── PASSAGE

And unfortunately for Syria ... for the activists who went out calling for democracy and filmed every single thing that they did practically, the West just stood by. And I think a lot of them right now still struggle to understand why. And they ask us why and we can’t even clearly explain it to them. You know, why did the U.S. allow red lines to be crossed? Why did the U.S. not threaten more military action? Why did the U.S. not try to negotiate with the Russians on the sidelines?

Why did the West – not just the U.S., I mean the West in general – you had Syrians in there literally asking America to at least implement a no-fly zone, something, anything to stop the bombs. And that will wasn’t even there.

“Why did the U.S. allow red lines to be crossed? Why did the U.S. not threaten more military action?”

And then that horrible chemical attack happened in Ghouta back in 2013. I remember getting calls then from activists all across the country saying, ‘Arwa, this is it. Obama’s red line has been crossed. This is it. America has to come save us now, they’re not going to allow this to keep going.’ And of course it just keeps going.

────
── EXTRACTED DATA

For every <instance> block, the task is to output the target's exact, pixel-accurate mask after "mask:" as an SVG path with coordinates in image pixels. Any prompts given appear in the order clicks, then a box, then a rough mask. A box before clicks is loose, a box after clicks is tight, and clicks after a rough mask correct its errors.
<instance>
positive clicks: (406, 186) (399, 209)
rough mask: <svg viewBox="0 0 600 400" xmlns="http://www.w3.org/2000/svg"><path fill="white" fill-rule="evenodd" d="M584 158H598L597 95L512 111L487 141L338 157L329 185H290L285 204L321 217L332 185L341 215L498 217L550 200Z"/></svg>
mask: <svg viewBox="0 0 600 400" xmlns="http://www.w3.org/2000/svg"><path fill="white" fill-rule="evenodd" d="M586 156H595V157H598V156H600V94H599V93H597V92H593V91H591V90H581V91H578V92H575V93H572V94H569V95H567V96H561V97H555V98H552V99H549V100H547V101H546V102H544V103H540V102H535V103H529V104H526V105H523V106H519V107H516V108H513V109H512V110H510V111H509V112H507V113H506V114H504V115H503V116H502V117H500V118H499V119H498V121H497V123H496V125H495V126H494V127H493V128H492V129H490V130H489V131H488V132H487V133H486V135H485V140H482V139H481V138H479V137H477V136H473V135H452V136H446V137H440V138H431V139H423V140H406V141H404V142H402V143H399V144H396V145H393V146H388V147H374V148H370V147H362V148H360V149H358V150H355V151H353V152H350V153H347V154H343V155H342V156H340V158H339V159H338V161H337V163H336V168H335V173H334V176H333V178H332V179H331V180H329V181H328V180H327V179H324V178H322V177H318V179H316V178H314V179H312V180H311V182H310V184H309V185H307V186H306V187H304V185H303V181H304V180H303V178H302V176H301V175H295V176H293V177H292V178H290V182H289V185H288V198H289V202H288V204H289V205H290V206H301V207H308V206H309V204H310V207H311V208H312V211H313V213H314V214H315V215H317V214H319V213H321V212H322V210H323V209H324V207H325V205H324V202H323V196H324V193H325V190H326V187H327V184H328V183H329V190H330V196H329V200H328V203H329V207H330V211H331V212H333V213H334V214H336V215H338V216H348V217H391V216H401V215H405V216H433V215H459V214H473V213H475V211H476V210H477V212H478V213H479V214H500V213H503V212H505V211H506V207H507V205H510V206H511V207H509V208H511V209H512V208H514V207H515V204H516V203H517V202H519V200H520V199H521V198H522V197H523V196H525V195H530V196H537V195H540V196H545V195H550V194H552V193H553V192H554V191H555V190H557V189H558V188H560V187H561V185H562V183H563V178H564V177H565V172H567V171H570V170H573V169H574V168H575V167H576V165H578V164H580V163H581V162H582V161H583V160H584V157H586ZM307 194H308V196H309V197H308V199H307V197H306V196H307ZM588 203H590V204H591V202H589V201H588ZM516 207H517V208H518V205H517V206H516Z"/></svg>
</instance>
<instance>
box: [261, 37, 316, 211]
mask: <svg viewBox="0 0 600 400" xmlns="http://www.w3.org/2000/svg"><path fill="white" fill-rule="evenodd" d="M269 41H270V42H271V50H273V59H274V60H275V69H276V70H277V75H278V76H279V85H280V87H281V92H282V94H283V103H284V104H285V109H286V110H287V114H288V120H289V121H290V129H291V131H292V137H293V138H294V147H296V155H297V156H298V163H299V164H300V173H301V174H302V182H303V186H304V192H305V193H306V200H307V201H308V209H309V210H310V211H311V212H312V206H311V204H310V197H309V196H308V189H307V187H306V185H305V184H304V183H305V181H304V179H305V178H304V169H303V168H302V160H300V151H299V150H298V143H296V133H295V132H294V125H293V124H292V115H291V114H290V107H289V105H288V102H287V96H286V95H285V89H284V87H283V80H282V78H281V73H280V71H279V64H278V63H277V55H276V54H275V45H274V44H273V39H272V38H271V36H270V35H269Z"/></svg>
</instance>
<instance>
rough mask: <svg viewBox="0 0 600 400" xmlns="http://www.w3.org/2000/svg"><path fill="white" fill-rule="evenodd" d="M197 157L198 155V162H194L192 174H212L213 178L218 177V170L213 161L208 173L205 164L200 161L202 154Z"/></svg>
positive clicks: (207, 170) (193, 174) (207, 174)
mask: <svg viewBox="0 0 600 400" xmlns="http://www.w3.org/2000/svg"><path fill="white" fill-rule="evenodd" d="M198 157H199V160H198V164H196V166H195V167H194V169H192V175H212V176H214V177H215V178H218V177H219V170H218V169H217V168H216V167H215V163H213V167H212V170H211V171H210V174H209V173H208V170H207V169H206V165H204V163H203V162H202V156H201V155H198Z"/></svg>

────

## THINGS TO DO
[1] Change "the West" to "Europe" throughout the Syria passage, rewriting it from the words with "And unfortunately for" through "wasn’t even there.".
[2] Extend the passage about Syria past its final sentence.

## ANSWERS
[1]
And unfortunately for Syria ... for the activists who went out calling for democracy and filmed every single thing that they did practically, Europe just stood by. And I think a lot of them right now still struggle to understand why. And they ask us why and we can’t even clearly explain it to them. You know, why did the U.S. allow red lines to be crossed? Why did the U.S. not threaten more military action? Why did the U.S. not try to negotiate with the Russians on the sidelines?

Why did Europe – not just the U.S., I mean Europe in general – you had Syrians in there literally asking America to at least implement a no-fly zone, something, anything to stop the bombs. And that will wasn’t even there.

[2]
Yes, we saw the radicalization of the revolution. We all have friends and activists who were calling for democracy, some of whom ended up, out of sheer desperation, turning towards guns, picking up weapons, being moderate rebel fighters. And then they themselves fully getting radicalized, because when someone comes in and walks up to you with a suitcase full of money and says, ‘Hey, you know what? if you’re just a bit more religious and a bit more conservative, this money’s going to be yours and you’ll be able to buy guns to defend yourself” – and that happens across the country – who can blame them for going for that?